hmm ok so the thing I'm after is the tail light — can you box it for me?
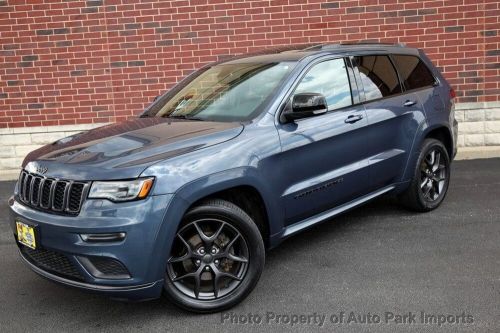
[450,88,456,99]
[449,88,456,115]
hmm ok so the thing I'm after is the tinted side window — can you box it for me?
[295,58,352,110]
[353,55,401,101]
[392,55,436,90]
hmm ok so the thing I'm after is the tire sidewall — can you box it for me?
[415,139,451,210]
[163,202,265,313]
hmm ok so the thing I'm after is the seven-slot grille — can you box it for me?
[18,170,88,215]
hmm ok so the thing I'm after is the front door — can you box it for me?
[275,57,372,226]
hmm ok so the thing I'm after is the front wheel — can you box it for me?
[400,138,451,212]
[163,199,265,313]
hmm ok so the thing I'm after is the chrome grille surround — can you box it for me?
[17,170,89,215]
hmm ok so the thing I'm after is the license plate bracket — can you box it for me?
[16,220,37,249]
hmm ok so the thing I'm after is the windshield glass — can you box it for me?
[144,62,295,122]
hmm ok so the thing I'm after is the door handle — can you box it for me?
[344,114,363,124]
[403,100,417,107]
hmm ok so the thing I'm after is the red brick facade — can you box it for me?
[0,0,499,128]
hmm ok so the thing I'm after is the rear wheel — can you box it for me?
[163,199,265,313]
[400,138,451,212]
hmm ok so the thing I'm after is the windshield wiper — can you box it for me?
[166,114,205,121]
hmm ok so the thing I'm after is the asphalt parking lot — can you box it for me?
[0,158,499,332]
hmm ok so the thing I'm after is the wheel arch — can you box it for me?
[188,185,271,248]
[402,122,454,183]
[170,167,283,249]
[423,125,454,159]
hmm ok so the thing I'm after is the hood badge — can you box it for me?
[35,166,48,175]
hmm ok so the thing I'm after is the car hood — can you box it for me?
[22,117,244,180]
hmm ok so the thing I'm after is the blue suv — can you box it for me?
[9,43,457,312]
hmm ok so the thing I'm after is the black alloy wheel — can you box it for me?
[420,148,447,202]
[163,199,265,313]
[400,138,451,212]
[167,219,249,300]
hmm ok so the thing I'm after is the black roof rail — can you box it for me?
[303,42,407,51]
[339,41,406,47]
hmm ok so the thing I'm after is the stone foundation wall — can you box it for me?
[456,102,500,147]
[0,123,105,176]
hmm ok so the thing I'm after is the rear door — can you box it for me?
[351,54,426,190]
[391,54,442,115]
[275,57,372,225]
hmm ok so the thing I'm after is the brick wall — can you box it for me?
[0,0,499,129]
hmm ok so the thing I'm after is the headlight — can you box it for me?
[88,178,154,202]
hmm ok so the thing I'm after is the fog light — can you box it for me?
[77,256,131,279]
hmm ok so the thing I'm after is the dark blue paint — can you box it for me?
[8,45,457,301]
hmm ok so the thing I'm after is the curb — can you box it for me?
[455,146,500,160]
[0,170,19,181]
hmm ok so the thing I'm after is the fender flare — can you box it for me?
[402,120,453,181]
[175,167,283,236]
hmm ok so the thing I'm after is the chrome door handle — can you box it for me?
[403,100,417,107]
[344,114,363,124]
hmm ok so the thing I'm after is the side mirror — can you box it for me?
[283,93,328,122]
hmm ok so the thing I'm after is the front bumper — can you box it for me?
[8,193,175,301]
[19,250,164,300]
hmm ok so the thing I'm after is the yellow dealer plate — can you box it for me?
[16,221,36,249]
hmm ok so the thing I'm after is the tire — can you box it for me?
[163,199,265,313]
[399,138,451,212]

---*---

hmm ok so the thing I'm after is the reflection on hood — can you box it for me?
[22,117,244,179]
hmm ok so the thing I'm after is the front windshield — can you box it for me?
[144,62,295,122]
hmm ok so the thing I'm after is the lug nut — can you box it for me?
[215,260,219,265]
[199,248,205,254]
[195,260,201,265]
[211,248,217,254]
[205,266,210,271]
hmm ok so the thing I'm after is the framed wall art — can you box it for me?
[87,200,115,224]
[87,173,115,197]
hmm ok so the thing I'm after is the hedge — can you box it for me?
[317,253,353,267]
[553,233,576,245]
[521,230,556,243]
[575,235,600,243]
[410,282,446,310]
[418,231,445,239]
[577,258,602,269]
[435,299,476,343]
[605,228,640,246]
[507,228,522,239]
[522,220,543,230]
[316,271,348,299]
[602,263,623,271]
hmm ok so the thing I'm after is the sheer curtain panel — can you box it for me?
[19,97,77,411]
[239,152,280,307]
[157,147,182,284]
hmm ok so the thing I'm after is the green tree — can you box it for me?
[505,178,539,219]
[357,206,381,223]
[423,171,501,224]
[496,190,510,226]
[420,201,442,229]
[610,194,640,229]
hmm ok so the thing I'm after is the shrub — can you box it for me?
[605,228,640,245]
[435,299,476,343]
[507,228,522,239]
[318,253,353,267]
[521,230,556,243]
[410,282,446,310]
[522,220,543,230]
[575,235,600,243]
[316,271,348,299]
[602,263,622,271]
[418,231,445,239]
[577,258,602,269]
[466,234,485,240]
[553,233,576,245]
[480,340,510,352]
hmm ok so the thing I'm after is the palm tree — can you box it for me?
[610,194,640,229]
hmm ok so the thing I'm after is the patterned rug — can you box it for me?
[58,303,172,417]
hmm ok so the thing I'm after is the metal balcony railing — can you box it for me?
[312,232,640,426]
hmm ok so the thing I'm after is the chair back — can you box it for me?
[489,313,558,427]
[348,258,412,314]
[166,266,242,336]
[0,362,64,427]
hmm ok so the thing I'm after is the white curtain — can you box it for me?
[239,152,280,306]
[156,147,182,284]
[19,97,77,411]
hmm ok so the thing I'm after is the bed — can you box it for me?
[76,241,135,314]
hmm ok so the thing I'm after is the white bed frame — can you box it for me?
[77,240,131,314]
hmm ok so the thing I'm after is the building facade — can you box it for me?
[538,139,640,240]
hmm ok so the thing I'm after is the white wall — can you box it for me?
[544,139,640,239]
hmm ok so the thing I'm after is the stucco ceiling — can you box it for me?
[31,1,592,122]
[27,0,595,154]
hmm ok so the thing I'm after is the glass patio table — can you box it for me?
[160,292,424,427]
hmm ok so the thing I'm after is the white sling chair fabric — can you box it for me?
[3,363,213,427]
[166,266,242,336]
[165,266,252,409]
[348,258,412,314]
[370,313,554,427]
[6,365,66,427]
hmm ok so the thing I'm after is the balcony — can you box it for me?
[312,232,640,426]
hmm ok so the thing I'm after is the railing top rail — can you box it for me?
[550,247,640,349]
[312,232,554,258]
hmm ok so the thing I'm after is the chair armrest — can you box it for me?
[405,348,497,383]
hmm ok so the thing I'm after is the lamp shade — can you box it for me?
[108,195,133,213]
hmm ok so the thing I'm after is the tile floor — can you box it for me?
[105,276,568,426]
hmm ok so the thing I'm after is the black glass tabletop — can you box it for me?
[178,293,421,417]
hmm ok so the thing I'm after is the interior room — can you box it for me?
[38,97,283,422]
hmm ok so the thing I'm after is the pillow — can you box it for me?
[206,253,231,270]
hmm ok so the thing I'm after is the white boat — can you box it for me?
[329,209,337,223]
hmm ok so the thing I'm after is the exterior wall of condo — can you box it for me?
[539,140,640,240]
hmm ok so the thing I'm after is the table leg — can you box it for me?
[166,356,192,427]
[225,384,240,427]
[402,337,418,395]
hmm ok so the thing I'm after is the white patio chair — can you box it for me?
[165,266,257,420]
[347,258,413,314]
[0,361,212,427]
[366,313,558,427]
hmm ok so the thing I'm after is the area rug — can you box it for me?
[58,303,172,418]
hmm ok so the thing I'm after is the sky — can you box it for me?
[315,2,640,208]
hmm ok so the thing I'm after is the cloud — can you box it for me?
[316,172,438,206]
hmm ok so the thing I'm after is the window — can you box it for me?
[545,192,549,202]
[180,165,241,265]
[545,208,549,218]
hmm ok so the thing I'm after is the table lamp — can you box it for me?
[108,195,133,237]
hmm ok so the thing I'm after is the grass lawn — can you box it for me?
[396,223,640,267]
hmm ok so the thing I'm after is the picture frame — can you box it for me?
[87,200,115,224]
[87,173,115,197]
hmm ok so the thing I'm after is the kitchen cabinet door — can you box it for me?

---*---

▶ [Task to carry out] Output should match, line for line, the stretch of the material above from the line holding "hmm ok so the thing I'm after is the sky" through the line holding "hmm ok so the thing I'm after is the kitchen".

▶ [Answer space]
hmm ok so the thing I'm after is the sky — can you box it for me?
[315,2,640,208]
hmm ok so the thing I'm after is the cloud — can you box it for me?
[316,172,438,206]
hmm ok so the thing I'm after is the window — can you box it for me?
[545,192,549,202]
[180,165,241,265]
[545,208,549,218]
hmm ok so the thing I'm after is the table lamp — can you box it for me?
[108,195,133,237]
hmm ok so the thing I'm after is the grass lawn — can you box it for me?
[396,223,640,267]
hmm ok so the thing I'm after is the picture frame — can you box it for me?
[87,200,115,224]
[87,173,115,197]
hmm ok so the thing I'm after is the kitchen cabinet door — can you box it for me?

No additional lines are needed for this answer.